DESCRIPTION OF THE TASK
Pick out each line of the rows below that contains the string "wall", treating uppercase and lowercase letters as distinct.
— begin TASK INPUT —
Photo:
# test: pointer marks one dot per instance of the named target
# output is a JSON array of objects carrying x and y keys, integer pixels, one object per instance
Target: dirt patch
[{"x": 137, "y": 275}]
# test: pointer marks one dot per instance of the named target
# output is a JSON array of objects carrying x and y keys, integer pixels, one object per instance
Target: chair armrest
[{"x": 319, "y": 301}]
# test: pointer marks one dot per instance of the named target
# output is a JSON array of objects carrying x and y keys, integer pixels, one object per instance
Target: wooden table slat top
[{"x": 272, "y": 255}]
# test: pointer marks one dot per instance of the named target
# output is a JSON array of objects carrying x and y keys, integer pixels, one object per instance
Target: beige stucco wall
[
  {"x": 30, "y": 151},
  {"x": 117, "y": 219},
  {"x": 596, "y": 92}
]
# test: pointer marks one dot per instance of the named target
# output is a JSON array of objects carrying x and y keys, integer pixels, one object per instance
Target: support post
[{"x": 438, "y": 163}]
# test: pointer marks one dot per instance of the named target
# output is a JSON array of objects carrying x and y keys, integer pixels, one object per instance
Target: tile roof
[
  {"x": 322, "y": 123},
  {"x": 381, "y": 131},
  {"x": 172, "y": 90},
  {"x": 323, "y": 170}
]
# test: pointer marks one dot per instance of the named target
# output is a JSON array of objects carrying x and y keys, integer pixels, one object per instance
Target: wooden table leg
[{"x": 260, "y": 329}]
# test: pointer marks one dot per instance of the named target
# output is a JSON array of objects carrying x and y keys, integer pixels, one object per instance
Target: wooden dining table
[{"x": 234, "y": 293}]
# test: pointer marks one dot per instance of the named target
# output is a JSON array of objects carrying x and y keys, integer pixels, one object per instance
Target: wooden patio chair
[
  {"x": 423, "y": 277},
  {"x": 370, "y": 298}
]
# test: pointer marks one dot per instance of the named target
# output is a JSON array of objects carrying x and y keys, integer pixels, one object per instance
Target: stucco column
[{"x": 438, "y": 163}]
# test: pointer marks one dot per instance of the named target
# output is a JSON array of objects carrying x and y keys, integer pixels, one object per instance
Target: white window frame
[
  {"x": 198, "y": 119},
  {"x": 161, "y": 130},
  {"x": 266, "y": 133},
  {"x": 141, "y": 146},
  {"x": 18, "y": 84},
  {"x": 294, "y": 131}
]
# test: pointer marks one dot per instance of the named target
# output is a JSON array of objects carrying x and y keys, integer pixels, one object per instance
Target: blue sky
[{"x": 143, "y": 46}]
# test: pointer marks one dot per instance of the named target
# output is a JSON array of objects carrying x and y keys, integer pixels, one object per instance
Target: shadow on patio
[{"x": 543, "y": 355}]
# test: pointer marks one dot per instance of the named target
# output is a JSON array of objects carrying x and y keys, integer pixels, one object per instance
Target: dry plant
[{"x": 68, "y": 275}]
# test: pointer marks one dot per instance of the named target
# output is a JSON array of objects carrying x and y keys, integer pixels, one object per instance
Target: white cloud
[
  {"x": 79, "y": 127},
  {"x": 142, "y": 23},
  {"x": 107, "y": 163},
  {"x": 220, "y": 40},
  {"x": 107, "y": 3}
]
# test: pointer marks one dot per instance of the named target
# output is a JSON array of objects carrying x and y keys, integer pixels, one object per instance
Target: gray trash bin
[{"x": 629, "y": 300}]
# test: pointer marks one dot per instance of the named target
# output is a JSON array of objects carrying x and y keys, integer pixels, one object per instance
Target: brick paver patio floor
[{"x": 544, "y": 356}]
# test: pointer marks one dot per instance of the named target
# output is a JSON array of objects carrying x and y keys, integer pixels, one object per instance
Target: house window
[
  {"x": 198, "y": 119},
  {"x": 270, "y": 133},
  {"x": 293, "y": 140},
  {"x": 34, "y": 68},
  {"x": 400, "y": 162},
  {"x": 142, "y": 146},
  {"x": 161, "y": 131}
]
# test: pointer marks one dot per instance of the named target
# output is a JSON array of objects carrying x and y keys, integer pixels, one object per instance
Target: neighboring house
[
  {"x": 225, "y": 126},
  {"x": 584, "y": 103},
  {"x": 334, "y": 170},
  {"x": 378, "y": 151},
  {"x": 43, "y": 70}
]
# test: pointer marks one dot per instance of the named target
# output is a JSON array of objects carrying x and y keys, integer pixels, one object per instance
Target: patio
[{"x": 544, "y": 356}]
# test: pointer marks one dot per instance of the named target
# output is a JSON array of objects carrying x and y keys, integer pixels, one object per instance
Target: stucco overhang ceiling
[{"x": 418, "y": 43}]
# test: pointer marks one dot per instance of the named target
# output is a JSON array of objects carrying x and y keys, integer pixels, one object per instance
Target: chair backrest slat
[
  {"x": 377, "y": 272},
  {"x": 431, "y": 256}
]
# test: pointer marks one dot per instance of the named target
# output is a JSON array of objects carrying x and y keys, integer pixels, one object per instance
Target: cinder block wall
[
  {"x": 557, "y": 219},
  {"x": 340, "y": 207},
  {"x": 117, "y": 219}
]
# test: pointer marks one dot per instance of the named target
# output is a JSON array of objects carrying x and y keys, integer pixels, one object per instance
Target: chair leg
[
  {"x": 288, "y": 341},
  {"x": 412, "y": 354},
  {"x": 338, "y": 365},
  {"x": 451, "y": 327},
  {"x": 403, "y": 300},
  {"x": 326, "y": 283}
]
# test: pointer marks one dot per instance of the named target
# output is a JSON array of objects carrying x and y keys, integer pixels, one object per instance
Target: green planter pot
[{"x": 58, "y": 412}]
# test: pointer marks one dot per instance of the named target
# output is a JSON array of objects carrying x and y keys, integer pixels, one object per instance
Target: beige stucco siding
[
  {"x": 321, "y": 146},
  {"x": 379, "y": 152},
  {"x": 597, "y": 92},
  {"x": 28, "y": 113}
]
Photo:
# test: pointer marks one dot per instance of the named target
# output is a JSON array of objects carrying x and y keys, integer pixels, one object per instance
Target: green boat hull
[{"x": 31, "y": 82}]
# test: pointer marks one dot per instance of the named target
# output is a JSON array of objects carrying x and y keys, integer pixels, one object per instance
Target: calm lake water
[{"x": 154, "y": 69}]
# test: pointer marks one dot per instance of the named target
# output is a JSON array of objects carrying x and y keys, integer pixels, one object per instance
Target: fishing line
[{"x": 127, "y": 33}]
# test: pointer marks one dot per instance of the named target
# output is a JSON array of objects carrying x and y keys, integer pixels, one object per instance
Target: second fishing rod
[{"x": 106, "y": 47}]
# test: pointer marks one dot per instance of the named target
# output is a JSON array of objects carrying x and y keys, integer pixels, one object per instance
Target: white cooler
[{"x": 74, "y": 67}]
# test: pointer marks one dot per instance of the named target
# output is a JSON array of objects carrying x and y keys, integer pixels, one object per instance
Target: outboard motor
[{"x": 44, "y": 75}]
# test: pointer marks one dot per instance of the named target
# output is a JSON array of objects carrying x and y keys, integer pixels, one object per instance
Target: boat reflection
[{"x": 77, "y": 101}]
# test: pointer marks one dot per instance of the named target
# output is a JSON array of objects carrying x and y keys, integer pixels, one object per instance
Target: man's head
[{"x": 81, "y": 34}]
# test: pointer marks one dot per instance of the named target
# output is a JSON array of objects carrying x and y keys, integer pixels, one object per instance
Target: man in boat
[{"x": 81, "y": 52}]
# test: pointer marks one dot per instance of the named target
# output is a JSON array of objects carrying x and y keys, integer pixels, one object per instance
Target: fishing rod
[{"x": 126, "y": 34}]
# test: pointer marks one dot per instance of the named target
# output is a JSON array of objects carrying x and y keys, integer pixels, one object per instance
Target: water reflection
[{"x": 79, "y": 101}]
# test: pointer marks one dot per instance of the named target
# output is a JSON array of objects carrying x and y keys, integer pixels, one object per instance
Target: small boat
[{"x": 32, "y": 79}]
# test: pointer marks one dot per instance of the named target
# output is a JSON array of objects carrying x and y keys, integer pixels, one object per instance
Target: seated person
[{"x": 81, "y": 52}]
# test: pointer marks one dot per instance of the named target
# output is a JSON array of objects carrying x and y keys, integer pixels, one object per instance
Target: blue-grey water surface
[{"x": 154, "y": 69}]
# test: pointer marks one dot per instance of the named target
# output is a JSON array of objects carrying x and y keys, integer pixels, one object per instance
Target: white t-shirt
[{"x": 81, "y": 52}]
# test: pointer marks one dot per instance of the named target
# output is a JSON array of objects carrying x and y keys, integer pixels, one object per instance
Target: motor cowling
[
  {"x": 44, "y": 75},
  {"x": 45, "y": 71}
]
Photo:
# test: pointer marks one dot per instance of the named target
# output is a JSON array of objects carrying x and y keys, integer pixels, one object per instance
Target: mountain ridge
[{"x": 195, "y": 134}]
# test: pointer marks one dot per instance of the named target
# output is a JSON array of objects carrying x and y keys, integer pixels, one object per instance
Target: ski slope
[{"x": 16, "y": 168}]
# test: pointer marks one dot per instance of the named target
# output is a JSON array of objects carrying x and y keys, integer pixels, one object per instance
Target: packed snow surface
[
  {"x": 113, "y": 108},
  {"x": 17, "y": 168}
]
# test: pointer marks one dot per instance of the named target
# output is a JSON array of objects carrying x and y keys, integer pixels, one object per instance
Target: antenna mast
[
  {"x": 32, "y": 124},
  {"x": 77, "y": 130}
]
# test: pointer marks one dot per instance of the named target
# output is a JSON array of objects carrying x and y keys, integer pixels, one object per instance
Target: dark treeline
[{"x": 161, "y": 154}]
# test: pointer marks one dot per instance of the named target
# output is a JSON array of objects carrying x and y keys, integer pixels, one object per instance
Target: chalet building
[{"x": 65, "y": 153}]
— end TASK INPUT —
SOLUTION FOR THIS EXERCISE
Target: beige stucco wall
Target: cinder block wall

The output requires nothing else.